Rewrite the entries below, putting "Trace" wherever "Outline" appears and leaving everything else the same.

===== Data for the task

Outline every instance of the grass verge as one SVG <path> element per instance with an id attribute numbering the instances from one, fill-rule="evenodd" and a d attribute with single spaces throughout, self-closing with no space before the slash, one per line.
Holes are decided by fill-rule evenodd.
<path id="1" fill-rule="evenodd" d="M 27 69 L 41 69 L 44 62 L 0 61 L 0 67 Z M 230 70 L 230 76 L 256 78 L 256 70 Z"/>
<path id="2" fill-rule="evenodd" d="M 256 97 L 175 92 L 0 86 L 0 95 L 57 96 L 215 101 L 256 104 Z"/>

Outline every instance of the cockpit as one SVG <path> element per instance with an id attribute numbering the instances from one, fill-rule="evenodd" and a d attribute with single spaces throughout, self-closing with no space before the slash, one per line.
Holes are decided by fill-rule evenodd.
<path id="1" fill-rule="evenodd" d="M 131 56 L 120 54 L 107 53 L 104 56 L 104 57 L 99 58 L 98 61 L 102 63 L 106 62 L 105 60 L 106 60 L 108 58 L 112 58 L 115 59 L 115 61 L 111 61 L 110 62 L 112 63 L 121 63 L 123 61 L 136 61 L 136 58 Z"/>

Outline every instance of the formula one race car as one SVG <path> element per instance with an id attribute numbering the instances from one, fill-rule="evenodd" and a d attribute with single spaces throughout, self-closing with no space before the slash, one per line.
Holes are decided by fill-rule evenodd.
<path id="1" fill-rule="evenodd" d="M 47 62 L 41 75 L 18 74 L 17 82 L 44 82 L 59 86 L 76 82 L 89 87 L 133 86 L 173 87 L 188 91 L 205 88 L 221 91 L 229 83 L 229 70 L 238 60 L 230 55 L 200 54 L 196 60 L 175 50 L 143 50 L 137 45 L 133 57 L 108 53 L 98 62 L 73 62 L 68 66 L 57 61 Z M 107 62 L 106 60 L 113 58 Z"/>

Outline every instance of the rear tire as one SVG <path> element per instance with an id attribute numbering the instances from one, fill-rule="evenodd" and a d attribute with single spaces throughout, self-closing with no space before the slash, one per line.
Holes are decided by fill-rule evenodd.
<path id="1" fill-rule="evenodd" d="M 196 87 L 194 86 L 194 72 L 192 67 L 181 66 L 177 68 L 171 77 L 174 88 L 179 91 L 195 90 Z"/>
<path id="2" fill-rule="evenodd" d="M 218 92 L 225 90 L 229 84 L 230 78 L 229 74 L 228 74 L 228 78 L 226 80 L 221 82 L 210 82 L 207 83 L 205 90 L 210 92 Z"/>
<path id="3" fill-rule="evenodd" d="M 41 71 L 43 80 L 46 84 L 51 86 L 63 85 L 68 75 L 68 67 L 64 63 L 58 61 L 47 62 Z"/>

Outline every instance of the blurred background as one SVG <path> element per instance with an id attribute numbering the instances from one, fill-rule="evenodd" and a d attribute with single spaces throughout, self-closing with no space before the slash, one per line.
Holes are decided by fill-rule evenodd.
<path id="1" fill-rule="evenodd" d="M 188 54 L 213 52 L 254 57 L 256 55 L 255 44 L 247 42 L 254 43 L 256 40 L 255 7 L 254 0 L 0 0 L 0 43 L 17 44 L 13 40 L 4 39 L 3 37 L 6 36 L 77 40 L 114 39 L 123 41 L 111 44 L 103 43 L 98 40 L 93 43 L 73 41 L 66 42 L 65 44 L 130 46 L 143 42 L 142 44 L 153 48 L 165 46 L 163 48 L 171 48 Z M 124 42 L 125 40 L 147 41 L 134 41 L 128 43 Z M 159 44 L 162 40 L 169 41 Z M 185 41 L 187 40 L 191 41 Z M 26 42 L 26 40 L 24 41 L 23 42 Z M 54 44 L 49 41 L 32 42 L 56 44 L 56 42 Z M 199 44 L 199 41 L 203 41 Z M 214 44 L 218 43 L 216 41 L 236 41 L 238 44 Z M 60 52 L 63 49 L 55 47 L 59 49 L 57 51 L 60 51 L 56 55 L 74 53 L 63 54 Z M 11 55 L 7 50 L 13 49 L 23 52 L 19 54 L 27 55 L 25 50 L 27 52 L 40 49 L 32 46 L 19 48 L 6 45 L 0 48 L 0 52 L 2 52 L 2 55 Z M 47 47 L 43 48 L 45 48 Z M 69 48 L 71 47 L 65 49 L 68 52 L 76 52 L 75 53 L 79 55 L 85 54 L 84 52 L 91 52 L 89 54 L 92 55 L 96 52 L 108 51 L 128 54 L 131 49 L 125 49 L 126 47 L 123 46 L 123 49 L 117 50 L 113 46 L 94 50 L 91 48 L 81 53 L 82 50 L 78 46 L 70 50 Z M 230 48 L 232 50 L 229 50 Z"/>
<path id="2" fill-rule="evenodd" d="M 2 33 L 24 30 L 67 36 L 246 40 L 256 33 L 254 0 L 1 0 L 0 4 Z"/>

==========

Complete answer:
Trace every instance of the grass verge as one SVG <path> element per instance with an id attribute numbering the instances from one, fill-rule="evenodd" and a d attribute with single spaces throughout, self-closing with no space before the slash, one per line.
Holes are decided by fill-rule evenodd.
<path id="1" fill-rule="evenodd" d="M 27 69 L 41 69 L 44 62 L 0 61 L 0 67 Z M 230 70 L 230 76 L 256 78 L 256 70 Z"/>
<path id="2" fill-rule="evenodd" d="M 256 97 L 175 92 L 0 86 L 0 95 L 57 96 L 215 101 L 256 104 Z"/>

Trace every instance of the cockpit as one SVG <path> element per instance with an id attribute numbering the instances from one, fill-rule="evenodd" and a d attribute with single spaces throughout, self-closing with no space before the slash, one per line.
Holes are decided by fill-rule evenodd.
<path id="1" fill-rule="evenodd" d="M 131 56 L 120 54 L 107 53 L 104 56 L 104 57 L 99 58 L 98 61 L 102 63 L 106 62 L 105 60 L 106 60 L 108 58 L 112 58 L 115 59 L 115 61 L 111 61 L 110 62 L 112 63 L 121 63 L 123 61 L 136 61 L 136 58 Z"/>

Trace every instance of the formula one race car as one SVG <path> element per instance with an id attribute numbering the instances from one, fill-rule="evenodd" and a d attribute with single spaces throughout, self-closing with no space before the slash, one per line.
Holes are decided by fill-rule evenodd.
<path id="1" fill-rule="evenodd" d="M 47 62 L 41 75 L 18 74 L 17 82 L 44 82 L 59 86 L 76 82 L 89 87 L 133 86 L 173 87 L 188 91 L 205 88 L 221 91 L 229 83 L 229 70 L 238 60 L 230 55 L 200 54 L 196 60 L 175 50 L 143 50 L 137 45 L 133 57 L 108 53 L 98 62 L 73 62 L 68 66 L 57 61 Z M 107 62 L 106 60 L 113 58 Z"/>

Trace every instance of the rear tire as one SVG <path> element per instance with an id attribute numbering the instances from one, fill-rule="evenodd" and a d attribute with single spaces throughout, self-closing with no space before the slash, one per line.
Holes are decided by fill-rule evenodd.
<path id="1" fill-rule="evenodd" d="M 196 87 L 194 86 L 194 72 L 192 67 L 181 66 L 177 68 L 171 77 L 174 88 L 179 91 L 195 90 Z"/>
<path id="2" fill-rule="evenodd" d="M 218 92 L 225 90 L 229 84 L 230 78 L 229 74 L 228 74 L 228 78 L 226 80 L 221 82 L 210 82 L 207 83 L 205 90 L 210 92 Z"/>
<path id="3" fill-rule="evenodd" d="M 41 71 L 43 80 L 46 84 L 51 86 L 63 85 L 68 75 L 68 67 L 64 63 L 58 61 L 47 62 Z"/>

Trace every instance of the blurred background as one SVG <path> element per instance with an id attribute numbering the instances from one, fill-rule="evenodd" and a d attribute with single spaces throughout, self-closing with no space before the slash, one per line.
Holes are decided by fill-rule evenodd.
<path id="1" fill-rule="evenodd" d="M 188 54 L 213 52 L 254 57 L 256 55 L 255 44 L 247 42 L 254 43 L 256 40 L 255 7 L 254 0 L 0 0 L 0 43 L 17 44 L 13 40 L 4 39 L 3 37 L 6 36 L 77 40 L 114 39 L 123 41 L 111 44 L 103 43 L 98 40 L 93 43 L 73 41 L 66 42 L 65 44 L 130 46 L 143 42 L 142 44 L 153 48 L 165 46 L 163 48 L 171 48 Z M 124 42 L 125 40 L 147 41 L 134 41 L 128 43 Z M 159 44 L 162 40 L 169 41 Z M 185 41 L 187 40 L 191 41 Z M 26 42 L 26 40 L 24 41 L 23 42 Z M 54 44 L 49 41 L 32 42 L 56 44 L 56 42 Z M 199 44 L 199 41 L 203 41 Z M 214 44 L 218 43 L 216 41 L 236 41 L 238 44 Z M 60 52 L 63 49 L 55 47 L 59 49 L 57 51 L 60 51 L 56 55 L 74 53 L 63 54 Z M 11 55 L 7 50 L 13 49 L 23 52 L 19 54 L 27 55 L 25 50 L 27 52 L 40 49 L 32 46 L 19 48 L 6 45 L 0 48 L 0 52 L 2 52 L 2 55 Z M 47 47 L 43 48 L 45 48 Z M 69 48 L 71 47 L 65 49 L 68 52 L 76 52 L 75 53 L 79 55 L 85 54 L 84 52 L 91 52 L 89 54 L 92 55 L 96 52 L 108 51 L 128 54 L 131 49 L 125 49 L 126 47 L 123 46 L 123 49 L 117 50 L 113 46 L 94 50 L 91 48 L 81 53 L 82 50 L 78 46 L 70 50 Z M 230 48 L 232 50 L 229 50 Z"/>
<path id="2" fill-rule="evenodd" d="M 2 33 L 24 30 L 67 36 L 246 40 L 256 33 L 254 0 L 1 0 L 0 4 Z"/>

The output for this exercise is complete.